_Written request_: Reproduce, word for word, every line starting at the line that contains "Exercise. Point to the picnic" and ending with the final line of the entries.

Records of labeled points
######

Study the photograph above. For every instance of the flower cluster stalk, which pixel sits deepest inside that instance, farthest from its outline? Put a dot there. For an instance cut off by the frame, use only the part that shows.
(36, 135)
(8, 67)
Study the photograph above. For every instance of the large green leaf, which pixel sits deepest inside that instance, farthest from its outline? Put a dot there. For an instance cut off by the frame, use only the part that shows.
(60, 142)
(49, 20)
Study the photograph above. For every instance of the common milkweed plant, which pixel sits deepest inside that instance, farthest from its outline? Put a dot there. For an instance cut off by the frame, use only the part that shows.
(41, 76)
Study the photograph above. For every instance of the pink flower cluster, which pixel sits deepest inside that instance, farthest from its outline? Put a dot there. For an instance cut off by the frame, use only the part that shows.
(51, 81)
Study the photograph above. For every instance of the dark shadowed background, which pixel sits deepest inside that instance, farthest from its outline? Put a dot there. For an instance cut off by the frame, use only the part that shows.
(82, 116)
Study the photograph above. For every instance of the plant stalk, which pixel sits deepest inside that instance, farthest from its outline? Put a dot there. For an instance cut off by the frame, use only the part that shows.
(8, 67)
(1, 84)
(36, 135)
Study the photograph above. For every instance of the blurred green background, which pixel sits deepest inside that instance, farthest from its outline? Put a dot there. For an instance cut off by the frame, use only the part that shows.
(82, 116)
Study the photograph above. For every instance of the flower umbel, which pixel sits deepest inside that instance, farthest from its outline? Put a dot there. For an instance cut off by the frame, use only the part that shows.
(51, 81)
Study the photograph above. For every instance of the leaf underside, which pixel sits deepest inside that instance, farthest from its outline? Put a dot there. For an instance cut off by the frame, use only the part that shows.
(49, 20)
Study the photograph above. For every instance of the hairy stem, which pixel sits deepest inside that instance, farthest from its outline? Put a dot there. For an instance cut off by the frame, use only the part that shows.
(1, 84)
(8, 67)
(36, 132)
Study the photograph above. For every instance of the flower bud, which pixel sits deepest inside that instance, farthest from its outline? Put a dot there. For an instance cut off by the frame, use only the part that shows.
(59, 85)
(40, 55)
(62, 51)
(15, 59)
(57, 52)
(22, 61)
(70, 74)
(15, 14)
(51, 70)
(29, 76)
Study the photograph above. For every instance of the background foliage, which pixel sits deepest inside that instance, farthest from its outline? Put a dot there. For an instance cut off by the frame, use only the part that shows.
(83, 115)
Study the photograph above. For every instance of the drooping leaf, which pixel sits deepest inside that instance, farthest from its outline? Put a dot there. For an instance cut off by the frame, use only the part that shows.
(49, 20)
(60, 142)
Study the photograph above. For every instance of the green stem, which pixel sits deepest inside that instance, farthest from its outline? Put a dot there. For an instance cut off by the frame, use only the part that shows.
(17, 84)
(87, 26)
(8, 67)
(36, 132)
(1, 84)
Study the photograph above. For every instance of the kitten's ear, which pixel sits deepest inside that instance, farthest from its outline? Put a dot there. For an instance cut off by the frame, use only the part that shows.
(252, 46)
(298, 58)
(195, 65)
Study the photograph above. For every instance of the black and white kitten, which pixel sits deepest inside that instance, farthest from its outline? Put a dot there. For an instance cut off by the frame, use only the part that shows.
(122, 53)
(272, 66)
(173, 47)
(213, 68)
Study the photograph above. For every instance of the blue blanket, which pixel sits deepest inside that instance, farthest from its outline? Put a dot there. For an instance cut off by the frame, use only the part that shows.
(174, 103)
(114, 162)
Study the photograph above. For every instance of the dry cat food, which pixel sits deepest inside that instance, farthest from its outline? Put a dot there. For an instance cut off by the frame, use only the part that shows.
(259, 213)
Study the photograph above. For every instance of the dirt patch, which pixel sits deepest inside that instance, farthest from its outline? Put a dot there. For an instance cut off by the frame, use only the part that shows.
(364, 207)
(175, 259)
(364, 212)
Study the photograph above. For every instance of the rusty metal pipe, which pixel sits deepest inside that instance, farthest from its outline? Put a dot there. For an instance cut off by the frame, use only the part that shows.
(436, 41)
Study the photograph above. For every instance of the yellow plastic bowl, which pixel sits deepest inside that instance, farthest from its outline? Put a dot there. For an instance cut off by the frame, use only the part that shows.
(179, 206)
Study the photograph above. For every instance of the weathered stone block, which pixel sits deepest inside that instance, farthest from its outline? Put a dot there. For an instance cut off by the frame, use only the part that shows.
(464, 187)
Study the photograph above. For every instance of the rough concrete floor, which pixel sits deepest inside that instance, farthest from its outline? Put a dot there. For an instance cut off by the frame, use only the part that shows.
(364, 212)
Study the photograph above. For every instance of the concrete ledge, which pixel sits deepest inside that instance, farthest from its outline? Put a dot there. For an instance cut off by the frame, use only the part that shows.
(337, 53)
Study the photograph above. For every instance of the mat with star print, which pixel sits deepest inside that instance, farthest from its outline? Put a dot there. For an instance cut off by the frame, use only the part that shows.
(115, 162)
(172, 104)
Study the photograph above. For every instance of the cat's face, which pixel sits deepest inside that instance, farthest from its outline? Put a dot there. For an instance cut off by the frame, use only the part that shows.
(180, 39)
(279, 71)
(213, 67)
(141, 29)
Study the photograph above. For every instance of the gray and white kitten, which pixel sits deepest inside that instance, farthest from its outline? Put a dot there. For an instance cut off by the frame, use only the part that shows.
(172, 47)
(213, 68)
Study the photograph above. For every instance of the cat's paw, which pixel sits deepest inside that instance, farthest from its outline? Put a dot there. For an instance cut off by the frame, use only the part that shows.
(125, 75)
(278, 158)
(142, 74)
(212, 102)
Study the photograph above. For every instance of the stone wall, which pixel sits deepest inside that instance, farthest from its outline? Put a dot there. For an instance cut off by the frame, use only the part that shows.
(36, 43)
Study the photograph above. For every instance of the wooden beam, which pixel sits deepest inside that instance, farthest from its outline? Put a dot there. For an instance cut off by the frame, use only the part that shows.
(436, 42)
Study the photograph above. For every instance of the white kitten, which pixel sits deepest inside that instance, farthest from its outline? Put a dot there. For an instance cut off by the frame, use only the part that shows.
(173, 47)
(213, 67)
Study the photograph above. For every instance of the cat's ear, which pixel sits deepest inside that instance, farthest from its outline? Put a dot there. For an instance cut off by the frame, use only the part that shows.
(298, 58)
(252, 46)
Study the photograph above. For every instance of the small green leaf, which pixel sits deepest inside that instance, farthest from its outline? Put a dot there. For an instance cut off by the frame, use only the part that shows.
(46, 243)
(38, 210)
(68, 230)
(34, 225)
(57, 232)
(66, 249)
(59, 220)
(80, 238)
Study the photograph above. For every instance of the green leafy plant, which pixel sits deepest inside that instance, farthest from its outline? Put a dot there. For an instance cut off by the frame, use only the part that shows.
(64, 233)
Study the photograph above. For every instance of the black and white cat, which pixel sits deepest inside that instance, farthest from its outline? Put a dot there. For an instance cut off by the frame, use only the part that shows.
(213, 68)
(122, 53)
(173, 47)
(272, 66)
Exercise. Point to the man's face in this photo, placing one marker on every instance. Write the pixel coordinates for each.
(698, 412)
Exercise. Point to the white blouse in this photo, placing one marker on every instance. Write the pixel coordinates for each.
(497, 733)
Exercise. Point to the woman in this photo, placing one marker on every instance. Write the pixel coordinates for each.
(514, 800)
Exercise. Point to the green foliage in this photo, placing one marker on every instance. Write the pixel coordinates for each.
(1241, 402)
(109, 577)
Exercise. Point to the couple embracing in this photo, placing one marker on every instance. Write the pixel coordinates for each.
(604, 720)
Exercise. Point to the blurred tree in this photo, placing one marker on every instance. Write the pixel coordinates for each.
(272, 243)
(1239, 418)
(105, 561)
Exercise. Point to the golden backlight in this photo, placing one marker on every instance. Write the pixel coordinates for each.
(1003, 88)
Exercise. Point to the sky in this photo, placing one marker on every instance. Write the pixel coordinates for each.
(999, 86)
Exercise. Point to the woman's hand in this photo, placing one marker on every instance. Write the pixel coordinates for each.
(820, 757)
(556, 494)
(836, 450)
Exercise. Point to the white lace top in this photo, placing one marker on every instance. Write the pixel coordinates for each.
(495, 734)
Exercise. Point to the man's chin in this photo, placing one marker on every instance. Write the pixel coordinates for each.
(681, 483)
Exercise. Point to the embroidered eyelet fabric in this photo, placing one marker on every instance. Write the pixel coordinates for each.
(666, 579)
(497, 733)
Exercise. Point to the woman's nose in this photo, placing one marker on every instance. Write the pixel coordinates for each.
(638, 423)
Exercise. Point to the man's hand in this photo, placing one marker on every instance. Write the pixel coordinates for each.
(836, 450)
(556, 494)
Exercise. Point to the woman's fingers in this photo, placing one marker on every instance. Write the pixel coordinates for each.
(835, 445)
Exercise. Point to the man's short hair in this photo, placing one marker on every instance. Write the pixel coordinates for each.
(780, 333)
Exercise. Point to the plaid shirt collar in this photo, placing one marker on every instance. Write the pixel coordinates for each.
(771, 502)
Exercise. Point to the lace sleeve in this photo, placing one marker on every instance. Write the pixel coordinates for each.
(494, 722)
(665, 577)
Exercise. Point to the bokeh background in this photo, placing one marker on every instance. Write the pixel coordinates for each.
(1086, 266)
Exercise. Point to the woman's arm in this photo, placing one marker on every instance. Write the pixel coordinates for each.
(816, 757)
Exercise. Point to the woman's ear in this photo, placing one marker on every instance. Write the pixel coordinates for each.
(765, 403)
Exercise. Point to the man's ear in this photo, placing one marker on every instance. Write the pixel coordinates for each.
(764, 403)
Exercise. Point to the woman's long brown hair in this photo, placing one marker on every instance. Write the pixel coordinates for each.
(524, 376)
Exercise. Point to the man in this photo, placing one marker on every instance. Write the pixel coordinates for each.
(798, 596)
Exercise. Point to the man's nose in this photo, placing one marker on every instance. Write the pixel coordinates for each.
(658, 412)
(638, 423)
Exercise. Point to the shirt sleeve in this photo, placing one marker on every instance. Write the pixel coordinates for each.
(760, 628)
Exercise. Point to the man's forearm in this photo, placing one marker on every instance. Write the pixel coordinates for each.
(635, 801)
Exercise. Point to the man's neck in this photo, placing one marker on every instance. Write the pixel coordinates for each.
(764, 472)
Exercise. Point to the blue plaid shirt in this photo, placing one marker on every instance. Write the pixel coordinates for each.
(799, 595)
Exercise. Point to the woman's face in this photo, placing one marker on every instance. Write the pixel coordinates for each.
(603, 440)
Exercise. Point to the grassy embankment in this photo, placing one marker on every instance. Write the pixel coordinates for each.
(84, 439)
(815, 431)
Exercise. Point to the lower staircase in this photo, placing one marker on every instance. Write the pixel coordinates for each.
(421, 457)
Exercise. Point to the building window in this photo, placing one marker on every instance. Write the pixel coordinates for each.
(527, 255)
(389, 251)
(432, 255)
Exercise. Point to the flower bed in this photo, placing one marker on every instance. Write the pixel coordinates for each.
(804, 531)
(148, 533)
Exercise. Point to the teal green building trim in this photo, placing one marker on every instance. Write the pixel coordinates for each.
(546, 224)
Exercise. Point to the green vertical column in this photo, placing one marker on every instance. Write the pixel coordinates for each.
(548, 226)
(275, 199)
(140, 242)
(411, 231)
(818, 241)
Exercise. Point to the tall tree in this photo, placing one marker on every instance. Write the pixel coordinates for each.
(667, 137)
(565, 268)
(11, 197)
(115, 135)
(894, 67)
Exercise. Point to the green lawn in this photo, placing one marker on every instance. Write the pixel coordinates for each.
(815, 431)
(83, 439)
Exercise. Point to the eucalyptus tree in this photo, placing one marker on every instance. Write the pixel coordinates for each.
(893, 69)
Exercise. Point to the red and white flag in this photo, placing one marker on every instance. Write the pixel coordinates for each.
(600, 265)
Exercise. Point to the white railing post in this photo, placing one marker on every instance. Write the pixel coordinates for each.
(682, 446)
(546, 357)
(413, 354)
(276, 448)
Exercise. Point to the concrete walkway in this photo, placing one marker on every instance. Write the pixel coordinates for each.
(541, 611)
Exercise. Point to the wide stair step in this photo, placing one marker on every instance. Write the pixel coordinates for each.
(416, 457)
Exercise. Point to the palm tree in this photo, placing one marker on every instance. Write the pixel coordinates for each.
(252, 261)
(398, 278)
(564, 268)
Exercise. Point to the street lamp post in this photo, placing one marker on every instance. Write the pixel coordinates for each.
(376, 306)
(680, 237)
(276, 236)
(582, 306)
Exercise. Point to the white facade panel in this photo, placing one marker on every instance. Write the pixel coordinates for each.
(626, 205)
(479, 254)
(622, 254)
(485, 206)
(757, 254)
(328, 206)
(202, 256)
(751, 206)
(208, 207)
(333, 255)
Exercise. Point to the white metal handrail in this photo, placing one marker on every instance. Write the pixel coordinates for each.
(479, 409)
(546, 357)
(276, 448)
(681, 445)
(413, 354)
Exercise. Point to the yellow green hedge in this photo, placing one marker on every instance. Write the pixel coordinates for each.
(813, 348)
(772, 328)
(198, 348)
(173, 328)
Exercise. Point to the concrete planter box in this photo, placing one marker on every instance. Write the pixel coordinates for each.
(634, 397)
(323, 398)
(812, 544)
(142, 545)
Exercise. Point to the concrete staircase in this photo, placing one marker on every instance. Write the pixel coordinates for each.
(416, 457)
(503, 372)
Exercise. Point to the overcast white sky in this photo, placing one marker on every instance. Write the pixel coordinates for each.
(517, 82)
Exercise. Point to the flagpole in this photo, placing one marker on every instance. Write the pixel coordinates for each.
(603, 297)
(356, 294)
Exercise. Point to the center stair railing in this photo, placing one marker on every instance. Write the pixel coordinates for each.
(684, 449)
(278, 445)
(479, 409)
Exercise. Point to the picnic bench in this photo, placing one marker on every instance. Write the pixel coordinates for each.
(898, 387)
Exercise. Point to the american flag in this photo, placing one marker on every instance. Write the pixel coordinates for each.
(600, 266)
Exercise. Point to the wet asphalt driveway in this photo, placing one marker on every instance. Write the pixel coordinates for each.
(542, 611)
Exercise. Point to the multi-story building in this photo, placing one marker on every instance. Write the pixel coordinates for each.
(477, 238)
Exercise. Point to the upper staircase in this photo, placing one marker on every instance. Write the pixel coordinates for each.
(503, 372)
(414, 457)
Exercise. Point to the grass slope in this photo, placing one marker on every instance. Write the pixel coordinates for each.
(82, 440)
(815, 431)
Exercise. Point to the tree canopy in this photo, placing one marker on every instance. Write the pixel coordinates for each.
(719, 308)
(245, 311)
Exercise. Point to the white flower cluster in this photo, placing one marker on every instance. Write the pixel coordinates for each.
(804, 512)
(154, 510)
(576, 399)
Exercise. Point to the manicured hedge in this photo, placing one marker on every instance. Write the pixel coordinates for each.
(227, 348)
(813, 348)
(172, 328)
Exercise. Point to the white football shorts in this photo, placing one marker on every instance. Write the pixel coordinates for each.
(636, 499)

######

_Written response_:
Exercise. Point to the picnic bench in this photo, placing one marker on every instance. Write the pixel coordinates for each.
(898, 387)
Exercise. Point to the american flag in this photo, placing one marker on every instance. Write the pixel coordinates for each.
(600, 266)
Exercise. Point to the wet asphalt driveway in this photo, placing one marker on every instance. Write the pixel coordinates for each.
(542, 611)
Exercise. Point to the multi-story building in this photo, placing one marker on every instance. Write the pixel coordinates for each.
(477, 238)
Exercise. Point to the upper staircase in this photo, placing one marker on every instance. Write the pixel coordinates for each.
(503, 372)
(414, 457)
Exercise. Point to the grass slope in this photo, placing one marker on every instance. Write the pixel coordinates for each.
(82, 440)
(815, 431)
Exercise. Point to the tree canopy in this photo, placing one marker on every instance. Write the pixel coordinates for each.
(719, 308)
(245, 311)
Exercise. Point to the white flower cluster in this photo, placing one marker on every instance. Write the pixel coordinates for each.
(804, 512)
(154, 510)
(576, 399)
Exercise. Point to the manicured hedge in this photo, placing one marker on every instance. Write the pixel coordinates for each.
(227, 348)
(813, 348)
(172, 328)
Exercise. Point to the white football shorts in this photo, placing one marker on every instance. Write the pixel coordinates for each.
(636, 499)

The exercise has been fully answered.